**Quoted passage**
Content starts
RR:C19 Evidence Scale rating by reviewer:
Reliable. The main study claims are generally justified by its methods and data. The results and conclusions are likely to be similar to the hypothetical ideal study. There are some minor caveats or limitations, but they would/do not change the major claims of the study. The study provides sufficient strength of evidence on its own that its main claims should be considered actionable, with some room for future revision.
The pre-print by van der Klaauw et al titled “Accelerated waning of the humoral response to SARS-CoV-2 vaccines in obesity” studies the efficacy of COVID-19 vaccines, defined as breakthrough SARS-CoV-2 infections, prevention from severe disease and levels and kinetics of humoral response, in obese populations. The clinical studies presented in this pre-print were evaluated and approved by the appropriate organization.
The first part of the study analyzes the correlation between body mass index (BMI) and breakthrough infections and severity of disease in a large 0.5 million cohort at different timepoints after 2 vaccine doses. These data show that breakthrough infections occur sooner after vaccination and that the severity of disease is higher in obese individuals. The second part of the study focuses on the immune responses elicited by COVID-19 vaccines in a smaller cohort of severely obese (BMI>40 kg/cm2 ) and lean individuals.
The authors conclude that the neutralizing antibody responses wane faster in severe obesity after primary and booster vaccination, although the short-term response to the booster vaccination was similar or slightly higher in obese individuals. Overall, the manuscript clearly states the findings and the conclusions that can be drawn from them.
This is a relevant topic due to the high prevalence of obesity and the potential impact of vaccine efficacy in public health. The authors cite the relevant literature related to vaccine efficacy in COVID-19 and other infections, and the conclusions of the manuscript are overall in line with previously published data. However, a more extensive characterization of the immune responses is reported in this pre-print, including humoral and cellular profiling and the kinetics of the humoral responses.
Content ends
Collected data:
Content starts
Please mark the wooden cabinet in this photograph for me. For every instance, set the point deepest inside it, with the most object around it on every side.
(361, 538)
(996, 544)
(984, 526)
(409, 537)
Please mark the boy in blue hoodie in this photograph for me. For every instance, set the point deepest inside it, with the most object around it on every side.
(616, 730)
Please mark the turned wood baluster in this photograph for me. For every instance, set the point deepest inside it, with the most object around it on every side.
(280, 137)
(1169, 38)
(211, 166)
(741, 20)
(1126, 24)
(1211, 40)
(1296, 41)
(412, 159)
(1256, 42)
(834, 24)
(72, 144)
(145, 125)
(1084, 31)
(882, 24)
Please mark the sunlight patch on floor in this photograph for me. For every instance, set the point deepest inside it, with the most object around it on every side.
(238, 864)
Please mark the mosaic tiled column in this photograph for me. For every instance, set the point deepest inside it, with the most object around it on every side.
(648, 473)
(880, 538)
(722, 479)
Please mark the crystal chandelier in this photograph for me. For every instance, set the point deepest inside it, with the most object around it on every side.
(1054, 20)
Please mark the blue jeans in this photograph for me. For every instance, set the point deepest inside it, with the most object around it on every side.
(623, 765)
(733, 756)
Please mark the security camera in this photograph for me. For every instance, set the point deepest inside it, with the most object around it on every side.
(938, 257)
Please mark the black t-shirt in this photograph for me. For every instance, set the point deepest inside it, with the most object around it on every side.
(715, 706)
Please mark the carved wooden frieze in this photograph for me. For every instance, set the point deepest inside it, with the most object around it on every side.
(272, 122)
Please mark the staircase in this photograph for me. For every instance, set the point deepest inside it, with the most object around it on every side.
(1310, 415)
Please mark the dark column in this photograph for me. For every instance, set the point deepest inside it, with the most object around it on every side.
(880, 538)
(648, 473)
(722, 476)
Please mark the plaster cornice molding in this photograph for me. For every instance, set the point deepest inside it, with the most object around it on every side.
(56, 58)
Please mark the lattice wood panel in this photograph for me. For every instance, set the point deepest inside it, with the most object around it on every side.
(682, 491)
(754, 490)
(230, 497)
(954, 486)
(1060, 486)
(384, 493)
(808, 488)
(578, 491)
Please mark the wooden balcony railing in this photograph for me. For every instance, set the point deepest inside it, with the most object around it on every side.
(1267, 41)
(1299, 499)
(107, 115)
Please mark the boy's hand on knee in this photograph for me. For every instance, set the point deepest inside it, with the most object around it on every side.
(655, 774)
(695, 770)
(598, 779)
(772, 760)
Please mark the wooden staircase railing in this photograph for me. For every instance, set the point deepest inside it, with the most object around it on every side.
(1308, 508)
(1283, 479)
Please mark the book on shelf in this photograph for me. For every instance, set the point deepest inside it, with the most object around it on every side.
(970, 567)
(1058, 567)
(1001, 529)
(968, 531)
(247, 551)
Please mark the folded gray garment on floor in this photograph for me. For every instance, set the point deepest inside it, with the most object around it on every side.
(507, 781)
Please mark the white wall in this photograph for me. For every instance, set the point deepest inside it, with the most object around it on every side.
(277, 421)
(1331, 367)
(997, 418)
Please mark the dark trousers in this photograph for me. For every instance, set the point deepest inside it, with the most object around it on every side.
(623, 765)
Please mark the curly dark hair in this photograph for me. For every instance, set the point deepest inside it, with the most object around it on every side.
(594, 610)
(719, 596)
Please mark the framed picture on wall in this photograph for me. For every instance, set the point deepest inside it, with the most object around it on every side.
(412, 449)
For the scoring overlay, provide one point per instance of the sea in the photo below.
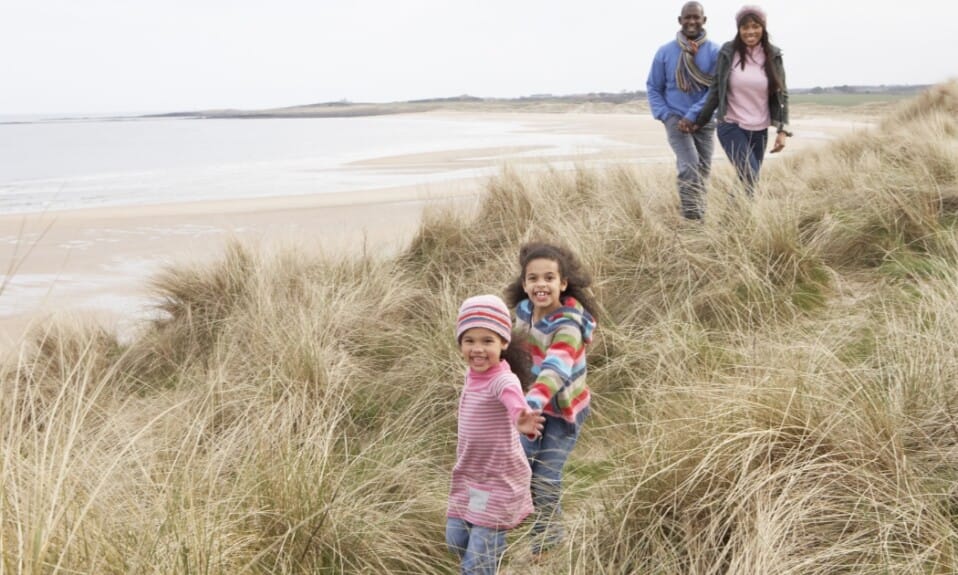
(63, 163)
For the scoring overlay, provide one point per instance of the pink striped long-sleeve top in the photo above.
(490, 481)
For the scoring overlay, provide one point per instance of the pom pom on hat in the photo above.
(488, 311)
(750, 10)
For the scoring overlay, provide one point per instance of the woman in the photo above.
(750, 95)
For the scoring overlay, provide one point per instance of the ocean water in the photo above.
(69, 164)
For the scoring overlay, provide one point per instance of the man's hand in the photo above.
(779, 143)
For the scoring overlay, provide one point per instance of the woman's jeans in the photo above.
(547, 456)
(478, 548)
(746, 150)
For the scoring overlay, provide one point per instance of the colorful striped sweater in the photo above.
(491, 478)
(557, 343)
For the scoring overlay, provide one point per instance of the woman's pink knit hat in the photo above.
(488, 311)
(750, 10)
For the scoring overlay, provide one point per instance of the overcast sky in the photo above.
(120, 56)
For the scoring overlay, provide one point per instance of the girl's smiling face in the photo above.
(751, 33)
(543, 283)
(481, 348)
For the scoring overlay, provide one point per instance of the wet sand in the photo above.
(96, 263)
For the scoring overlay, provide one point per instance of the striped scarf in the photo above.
(687, 73)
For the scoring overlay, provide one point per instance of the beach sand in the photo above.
(95, 264)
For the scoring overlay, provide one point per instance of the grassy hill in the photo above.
(775, 391)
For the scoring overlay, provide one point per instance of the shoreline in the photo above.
(95, 263)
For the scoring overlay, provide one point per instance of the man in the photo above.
(677, 86)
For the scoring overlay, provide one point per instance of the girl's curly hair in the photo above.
(578, 280)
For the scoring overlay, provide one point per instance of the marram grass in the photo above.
(775, 391)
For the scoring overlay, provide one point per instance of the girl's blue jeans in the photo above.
(479, 548)
(746, 150)
(547, 456)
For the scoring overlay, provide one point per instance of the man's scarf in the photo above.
(687, 73)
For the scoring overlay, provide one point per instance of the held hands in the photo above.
(779, 144)
(530, 422)
(687, 126)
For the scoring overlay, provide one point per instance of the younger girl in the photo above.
(490, 482)
(554, 312)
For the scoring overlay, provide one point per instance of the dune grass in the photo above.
(775, 391)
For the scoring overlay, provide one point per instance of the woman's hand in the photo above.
(779, 143)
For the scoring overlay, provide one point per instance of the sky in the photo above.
(145, 56)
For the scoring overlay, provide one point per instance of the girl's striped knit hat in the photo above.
(488, 311)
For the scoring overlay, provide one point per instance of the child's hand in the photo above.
(530, 422)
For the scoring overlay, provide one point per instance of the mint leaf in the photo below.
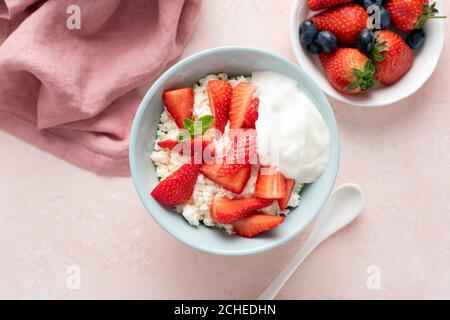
(198, 127)
(207, 121)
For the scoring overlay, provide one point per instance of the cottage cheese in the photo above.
(198, 208)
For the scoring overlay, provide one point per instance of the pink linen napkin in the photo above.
(72, 92)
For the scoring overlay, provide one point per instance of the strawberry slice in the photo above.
(226, 211)
(282, 203)
(242, 152)
(234, 182)
(252, 225)
(242, 97)
(178, 187)
(180, 104)
(219, 93)
(270, 184)
(252, 114)
(193, 146)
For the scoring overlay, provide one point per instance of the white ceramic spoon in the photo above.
(344, 205)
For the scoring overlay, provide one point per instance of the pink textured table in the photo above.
(67, 233)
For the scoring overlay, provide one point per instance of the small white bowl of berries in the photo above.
(368, 53)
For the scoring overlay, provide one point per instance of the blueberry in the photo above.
(385, 18)
(377, 2)
(416, 38)
(308, 32)
(327, 41)
(313, 47)
(366, 40)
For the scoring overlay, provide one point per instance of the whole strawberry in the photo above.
(392, 56)
(407, 15)
(349, 70)
(345, 22)
(315, 5)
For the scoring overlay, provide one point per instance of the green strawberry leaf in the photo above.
(429, 12)
(199, 127)
(364, 78)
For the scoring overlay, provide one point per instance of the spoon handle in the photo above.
(271, 291)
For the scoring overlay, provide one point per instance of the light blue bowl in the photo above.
(232, 60)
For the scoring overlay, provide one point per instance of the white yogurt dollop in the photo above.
(291, 133)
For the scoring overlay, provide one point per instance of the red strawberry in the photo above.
(393, 57)
(220, 92)
(252, 114)
(407, 15)
(193, 145)
(178, 187)
(224, 210)
(348, 70)
(252, 225)
(180, 104)
(234, 182)
(241, 152)
(315, 5)
(270, 184)
(242, 97)
(345, 22)
(282, 203)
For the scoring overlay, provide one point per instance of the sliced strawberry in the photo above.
(241, 152)
(270, 184)
(220, 92)
(250, 226)
(282, 203)
(225, 210)
(180, 104)
(192, 146)
(242, 97)
(178, 187)
(234, 182)
(252, 114)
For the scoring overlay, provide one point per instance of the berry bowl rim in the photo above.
(407, 86)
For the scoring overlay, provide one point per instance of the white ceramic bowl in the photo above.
(426, 60)
(232, 60)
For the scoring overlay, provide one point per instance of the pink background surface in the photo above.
(53, 215)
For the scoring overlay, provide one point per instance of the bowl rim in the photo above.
(133, 143)
(301, 4)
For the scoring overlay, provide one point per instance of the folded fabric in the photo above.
(69, 71)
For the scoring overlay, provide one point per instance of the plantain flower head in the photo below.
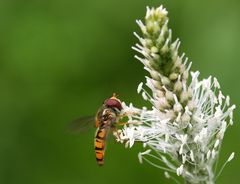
(183, 131)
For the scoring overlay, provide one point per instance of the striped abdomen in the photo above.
(100, 143)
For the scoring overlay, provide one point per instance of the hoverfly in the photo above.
(106, 119)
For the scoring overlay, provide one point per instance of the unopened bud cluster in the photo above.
(183, 131)
(169, 72)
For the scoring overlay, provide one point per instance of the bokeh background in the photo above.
(59, 59)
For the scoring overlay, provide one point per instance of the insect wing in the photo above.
(82, 124)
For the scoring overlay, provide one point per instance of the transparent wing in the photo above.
(82, 124)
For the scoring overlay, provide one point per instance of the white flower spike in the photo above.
(183, 131)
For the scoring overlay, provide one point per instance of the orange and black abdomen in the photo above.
(100, 144)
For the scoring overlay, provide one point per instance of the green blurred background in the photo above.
(60, 59)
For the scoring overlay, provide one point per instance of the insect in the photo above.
(106, 119)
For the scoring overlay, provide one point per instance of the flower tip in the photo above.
(139, 89)
(231, 157)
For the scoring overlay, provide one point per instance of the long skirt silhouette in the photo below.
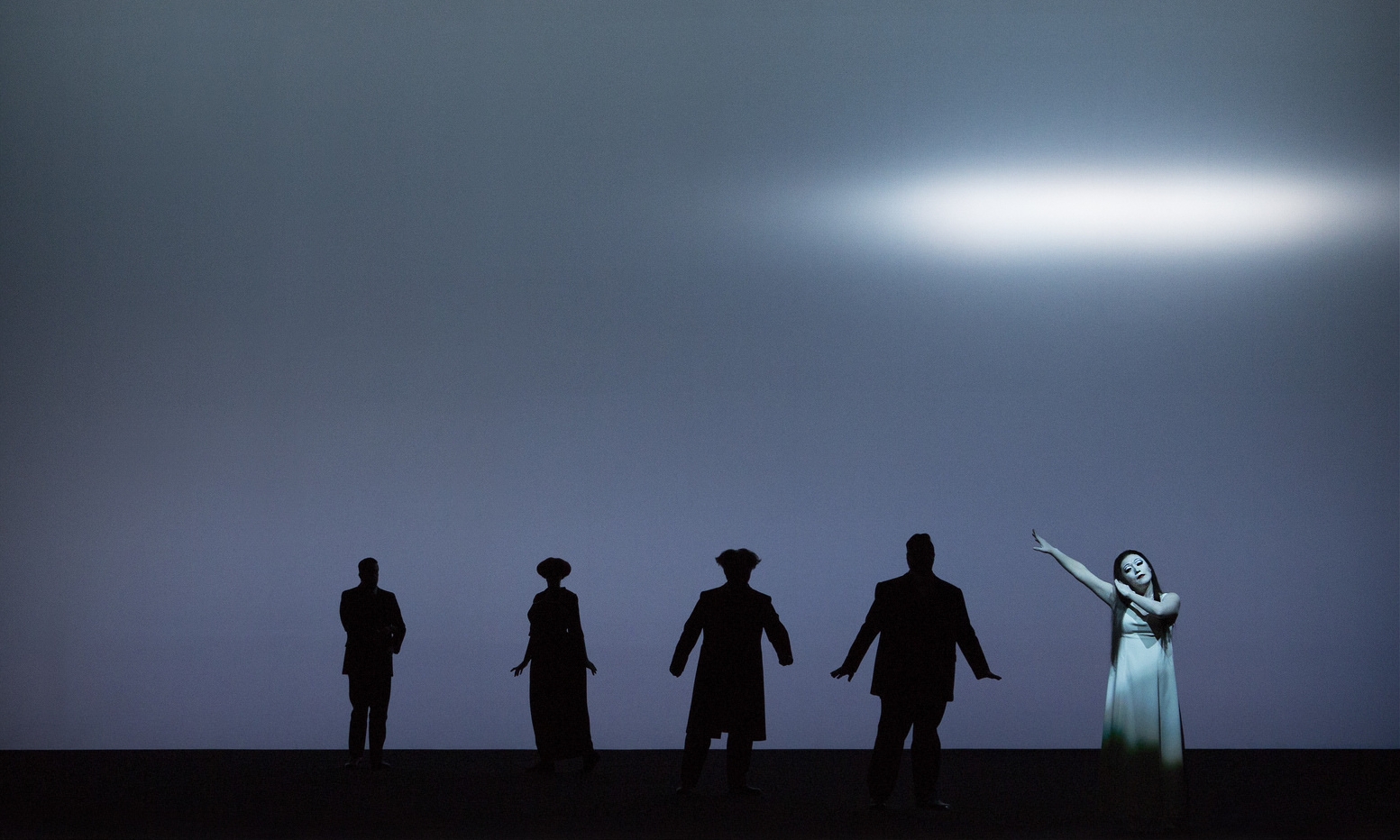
(1141, 772)
(557, 678)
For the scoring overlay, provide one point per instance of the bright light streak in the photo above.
(1068, 213)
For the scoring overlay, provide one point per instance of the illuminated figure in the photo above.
(1141, 772)
(920, 619)
(557, 685)
(374, 633)
(728, 689)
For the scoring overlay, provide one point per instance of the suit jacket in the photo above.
(374, 630)
(728, 690)
(919, 619)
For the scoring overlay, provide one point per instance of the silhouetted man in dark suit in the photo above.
(919, 619)
(728, 690)
(374, 632)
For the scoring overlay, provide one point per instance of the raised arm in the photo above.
(1167, 607)
(1102, 589)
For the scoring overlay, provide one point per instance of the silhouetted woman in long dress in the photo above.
(1141, 772)
(557, 685)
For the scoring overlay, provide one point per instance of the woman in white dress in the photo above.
(1141, 774)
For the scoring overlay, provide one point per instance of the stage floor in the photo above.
(805, 794)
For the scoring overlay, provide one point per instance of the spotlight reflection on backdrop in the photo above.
(1039, 215)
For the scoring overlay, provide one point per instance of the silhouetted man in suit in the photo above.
(374, 632)
(728, 690)
(919, 619)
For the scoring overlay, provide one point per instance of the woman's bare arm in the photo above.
(1102, 589)
(1167, 607)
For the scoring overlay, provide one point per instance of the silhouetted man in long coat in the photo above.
(919, 619)
(728, 690)
(374, 633)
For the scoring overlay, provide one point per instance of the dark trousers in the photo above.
(737, 755)
(369, 703)
(896, 716)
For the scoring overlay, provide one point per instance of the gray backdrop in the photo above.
(465, 286)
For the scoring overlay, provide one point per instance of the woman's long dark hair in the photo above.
(1118, 571)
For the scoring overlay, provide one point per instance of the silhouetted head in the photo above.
(737, 564)
(554, 570)
(1136, 570)
(919, 553)
(370, 571)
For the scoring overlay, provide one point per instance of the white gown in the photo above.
(1141, 771)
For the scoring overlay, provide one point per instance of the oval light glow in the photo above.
(1085, 213)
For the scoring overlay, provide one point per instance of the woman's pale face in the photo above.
(1137, 573)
Content ends
According to the vaccine study review, how did the short-term response to the booster vaccination in obese individuals compare with that of others?

**Exercise solution**
It was similar or slightly higher in obese individuals.